Every line of the listing must be reproduced as it stands. Leave the images behind.

[Start Entries provided]

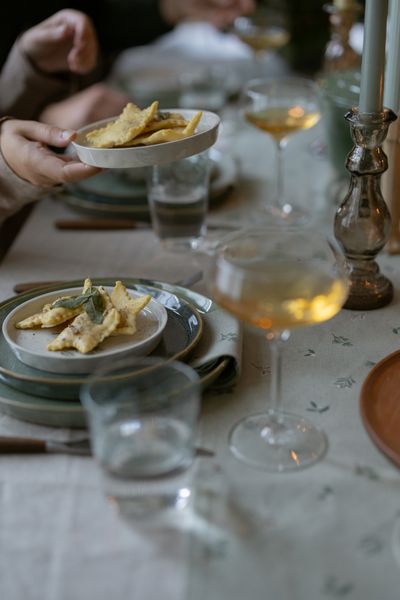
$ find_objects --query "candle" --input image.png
[359,0,388,113]
[384,0,400,113]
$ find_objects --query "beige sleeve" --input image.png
[0,152,49,225]
[0,40,71,119]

[End Entries provided]

**Full answer**:
$ find_objects --query "candle" --input image.png
[359,0,388,113]
[384,0,400,113]
$ find_objects --query "beige sleeve" --input image.png
[0,152,49,225]
[0,40,71,119]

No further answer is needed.